_Aim of the task_: Go through the records, and copy each line in which the string "below" is present.

_Dataset entries_:
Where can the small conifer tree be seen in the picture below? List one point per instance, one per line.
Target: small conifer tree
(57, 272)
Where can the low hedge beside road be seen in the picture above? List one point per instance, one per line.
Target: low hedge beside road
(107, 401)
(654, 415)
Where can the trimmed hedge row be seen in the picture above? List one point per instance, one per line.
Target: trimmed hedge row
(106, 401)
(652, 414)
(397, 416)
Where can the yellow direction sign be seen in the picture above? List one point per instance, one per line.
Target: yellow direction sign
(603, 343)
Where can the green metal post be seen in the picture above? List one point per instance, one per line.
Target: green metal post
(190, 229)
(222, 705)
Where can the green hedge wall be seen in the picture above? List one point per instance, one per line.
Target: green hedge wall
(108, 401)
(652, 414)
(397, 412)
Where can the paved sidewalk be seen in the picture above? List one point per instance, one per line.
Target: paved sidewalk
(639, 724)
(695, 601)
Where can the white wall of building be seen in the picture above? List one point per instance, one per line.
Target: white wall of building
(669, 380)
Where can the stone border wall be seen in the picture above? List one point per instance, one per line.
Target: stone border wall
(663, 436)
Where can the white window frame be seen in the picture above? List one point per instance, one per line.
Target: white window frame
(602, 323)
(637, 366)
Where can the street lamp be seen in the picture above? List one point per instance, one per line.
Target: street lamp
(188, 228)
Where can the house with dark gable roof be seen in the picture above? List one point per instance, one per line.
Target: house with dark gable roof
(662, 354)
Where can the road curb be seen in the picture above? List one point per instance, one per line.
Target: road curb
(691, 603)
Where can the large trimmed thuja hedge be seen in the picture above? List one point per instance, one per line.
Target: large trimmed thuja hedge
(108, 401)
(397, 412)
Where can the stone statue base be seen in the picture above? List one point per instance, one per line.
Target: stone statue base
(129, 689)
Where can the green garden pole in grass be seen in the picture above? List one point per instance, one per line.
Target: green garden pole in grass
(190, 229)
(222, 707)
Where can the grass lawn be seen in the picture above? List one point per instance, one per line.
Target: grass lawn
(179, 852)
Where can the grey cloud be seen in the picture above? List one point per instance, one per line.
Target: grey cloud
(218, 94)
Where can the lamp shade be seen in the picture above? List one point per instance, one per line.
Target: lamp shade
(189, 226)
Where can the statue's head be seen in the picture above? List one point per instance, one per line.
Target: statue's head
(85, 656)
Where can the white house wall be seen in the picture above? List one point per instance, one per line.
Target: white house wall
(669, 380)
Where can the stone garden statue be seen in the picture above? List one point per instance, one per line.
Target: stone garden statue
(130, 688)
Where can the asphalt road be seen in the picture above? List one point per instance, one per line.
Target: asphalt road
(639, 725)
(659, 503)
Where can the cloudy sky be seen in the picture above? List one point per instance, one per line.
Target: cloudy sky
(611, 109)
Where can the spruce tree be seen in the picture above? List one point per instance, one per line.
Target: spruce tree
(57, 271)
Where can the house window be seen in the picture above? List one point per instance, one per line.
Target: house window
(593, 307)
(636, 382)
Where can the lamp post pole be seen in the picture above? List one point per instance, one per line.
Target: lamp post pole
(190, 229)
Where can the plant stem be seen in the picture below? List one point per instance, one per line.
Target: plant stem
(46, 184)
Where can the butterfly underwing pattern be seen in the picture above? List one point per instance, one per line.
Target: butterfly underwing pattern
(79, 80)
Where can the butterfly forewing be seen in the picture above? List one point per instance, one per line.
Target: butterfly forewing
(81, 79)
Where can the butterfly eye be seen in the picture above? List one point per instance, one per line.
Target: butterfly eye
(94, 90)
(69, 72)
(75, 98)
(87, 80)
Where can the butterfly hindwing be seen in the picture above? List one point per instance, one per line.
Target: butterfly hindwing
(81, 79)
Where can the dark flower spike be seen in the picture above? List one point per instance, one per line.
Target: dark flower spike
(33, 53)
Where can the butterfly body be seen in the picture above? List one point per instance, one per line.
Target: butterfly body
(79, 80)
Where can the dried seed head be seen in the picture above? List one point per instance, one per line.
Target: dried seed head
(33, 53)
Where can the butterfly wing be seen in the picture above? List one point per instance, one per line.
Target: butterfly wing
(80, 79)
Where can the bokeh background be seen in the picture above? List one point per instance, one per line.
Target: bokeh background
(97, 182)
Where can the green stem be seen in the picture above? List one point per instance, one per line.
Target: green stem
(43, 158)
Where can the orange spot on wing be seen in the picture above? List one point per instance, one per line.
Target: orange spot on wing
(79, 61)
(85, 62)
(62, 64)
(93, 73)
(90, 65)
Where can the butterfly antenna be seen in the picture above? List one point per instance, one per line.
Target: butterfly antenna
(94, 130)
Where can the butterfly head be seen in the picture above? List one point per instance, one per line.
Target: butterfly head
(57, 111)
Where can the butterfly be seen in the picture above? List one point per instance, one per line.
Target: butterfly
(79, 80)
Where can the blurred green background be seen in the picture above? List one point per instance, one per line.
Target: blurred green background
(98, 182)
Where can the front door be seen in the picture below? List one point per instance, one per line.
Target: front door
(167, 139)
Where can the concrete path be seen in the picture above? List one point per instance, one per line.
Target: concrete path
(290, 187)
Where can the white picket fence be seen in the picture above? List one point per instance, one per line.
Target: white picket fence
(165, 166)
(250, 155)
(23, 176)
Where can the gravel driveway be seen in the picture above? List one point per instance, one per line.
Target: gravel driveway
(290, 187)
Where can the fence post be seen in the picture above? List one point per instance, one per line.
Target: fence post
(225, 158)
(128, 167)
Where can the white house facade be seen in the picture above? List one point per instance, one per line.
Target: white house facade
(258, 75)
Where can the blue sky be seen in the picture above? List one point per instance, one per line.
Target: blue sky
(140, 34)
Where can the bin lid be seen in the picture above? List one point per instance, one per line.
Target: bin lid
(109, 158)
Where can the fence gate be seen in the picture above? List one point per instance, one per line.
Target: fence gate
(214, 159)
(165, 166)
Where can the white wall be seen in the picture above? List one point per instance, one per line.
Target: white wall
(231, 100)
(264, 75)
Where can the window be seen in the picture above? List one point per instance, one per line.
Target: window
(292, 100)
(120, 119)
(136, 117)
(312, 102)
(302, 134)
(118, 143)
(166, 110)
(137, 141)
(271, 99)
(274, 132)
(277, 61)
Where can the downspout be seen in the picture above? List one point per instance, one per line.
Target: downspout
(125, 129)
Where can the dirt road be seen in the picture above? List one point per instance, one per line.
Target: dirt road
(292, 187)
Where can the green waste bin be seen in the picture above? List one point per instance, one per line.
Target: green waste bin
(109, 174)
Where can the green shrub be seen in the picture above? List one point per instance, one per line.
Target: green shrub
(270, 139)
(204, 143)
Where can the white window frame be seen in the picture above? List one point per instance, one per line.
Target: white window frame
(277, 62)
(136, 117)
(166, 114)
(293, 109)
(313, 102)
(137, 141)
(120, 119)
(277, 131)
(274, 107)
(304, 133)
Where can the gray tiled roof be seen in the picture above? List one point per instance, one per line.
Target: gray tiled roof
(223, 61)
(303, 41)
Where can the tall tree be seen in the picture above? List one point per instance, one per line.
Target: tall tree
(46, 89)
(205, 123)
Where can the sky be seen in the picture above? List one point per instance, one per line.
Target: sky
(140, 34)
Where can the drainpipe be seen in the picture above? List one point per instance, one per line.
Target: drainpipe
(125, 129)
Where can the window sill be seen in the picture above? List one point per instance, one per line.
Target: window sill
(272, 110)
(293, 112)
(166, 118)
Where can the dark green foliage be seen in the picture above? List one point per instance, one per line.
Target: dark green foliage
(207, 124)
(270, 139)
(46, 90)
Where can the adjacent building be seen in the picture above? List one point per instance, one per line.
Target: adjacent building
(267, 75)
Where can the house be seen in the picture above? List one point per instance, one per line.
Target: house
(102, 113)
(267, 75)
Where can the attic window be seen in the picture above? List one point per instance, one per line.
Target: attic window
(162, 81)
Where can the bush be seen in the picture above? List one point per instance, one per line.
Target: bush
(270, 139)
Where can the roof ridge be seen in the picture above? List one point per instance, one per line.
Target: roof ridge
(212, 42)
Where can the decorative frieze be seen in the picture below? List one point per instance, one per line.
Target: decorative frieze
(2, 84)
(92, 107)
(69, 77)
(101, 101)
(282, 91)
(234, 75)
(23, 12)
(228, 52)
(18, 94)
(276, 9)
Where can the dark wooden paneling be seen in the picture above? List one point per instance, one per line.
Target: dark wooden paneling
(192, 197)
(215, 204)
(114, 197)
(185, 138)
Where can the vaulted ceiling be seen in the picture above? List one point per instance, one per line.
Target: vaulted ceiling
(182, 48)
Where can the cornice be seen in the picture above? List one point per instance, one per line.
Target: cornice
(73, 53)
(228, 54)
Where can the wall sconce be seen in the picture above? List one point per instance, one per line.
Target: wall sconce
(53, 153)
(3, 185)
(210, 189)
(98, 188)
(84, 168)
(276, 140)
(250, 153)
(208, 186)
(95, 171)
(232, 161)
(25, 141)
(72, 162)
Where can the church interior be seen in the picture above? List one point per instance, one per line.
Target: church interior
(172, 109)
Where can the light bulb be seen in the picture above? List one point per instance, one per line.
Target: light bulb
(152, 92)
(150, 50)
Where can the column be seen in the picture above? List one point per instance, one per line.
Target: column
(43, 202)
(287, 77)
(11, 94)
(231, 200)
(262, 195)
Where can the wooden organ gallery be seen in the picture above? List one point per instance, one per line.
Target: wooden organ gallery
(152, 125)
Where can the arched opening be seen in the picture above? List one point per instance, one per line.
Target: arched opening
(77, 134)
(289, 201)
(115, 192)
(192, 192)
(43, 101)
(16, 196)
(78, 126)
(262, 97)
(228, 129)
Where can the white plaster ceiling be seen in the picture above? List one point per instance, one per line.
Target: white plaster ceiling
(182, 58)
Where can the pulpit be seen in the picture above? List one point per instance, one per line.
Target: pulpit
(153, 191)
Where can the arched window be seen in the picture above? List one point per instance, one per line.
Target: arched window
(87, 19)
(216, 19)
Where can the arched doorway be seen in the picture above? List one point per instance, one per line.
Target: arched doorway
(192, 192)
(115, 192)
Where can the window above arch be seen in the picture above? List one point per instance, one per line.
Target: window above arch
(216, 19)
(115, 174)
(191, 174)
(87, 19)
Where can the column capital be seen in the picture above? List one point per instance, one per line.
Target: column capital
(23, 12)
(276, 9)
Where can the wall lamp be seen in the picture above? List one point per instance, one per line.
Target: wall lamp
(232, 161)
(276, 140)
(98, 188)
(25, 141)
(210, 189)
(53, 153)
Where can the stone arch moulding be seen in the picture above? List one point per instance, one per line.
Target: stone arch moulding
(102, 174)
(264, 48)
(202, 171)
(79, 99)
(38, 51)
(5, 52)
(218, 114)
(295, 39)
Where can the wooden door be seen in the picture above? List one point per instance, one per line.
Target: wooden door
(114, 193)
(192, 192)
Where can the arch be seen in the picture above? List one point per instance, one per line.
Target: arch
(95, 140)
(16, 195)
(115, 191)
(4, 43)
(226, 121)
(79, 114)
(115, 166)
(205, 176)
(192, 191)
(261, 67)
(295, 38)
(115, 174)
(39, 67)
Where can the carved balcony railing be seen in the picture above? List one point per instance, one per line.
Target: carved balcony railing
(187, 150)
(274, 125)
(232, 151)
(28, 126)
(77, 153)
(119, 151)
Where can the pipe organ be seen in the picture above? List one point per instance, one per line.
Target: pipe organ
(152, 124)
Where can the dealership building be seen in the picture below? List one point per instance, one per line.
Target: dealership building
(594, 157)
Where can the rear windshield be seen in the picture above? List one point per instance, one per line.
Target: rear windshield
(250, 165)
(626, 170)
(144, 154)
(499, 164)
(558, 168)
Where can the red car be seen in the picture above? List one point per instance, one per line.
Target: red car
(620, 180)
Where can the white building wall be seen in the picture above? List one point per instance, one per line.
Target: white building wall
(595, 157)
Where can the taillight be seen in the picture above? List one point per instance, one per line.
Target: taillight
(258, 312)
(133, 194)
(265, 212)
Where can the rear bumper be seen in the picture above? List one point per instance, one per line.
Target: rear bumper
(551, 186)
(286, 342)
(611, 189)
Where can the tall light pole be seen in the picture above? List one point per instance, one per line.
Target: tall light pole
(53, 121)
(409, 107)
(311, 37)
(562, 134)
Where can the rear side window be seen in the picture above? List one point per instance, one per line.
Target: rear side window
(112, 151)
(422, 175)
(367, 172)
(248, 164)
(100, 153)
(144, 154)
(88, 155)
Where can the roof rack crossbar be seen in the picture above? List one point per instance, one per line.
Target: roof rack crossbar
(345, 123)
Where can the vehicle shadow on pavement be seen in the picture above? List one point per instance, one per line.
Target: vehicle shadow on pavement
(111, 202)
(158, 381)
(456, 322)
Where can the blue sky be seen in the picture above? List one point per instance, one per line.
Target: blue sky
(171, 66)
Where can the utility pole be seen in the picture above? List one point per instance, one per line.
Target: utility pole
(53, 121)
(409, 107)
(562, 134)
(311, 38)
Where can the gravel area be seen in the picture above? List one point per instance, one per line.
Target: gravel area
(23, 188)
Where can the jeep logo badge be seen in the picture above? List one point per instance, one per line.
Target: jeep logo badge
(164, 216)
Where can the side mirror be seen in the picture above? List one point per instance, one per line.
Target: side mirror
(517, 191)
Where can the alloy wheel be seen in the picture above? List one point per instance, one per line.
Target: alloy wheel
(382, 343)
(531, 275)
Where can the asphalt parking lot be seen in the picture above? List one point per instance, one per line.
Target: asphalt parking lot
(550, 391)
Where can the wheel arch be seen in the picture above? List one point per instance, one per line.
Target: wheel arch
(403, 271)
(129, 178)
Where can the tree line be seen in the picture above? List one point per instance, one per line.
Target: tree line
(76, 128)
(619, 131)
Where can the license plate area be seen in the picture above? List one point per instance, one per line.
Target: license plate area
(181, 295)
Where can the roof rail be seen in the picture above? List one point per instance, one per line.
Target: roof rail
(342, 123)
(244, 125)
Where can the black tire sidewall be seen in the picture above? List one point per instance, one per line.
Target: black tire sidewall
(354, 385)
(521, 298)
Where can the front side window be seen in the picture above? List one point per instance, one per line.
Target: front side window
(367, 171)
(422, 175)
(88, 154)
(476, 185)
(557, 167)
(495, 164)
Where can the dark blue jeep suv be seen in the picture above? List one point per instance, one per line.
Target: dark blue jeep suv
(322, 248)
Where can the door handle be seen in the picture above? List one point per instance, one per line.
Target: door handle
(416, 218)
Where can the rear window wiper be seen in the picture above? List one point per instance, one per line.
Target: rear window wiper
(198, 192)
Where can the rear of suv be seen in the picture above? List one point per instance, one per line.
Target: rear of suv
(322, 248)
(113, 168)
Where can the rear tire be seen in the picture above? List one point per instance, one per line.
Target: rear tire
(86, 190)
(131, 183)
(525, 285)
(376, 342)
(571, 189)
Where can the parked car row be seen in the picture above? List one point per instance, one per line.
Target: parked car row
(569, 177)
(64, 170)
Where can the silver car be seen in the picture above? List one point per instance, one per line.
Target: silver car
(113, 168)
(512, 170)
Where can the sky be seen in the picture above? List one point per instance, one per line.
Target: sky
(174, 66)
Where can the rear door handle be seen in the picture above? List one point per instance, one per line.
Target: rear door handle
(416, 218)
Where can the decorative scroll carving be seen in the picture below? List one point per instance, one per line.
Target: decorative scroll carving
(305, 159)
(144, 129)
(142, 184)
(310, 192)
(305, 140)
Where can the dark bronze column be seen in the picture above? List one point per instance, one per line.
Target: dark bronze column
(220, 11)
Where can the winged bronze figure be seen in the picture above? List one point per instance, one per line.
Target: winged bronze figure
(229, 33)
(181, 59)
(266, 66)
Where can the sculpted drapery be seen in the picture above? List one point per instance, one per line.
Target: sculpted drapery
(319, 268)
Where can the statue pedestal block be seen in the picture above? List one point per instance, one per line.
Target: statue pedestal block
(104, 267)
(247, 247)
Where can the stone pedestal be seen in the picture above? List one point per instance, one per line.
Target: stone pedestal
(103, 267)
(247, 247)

_Task output_:
Where can the small conifer tree be seen in the picture below? List one point per instance, one per line.
Where can the plant stem be seen in the picture below? List one point per instance, one per line.
Where can the front door be seen in the picture below? List one point per instance, one per line.
Where can the decorative frieze be seen in the picture below? List one point per instance, one per line.
Where can the dealership building be seen in the picture below? List one point per instance, one per line.
Where can the decorative scroll carving be seen in the picture below? List one point per instance, one per line.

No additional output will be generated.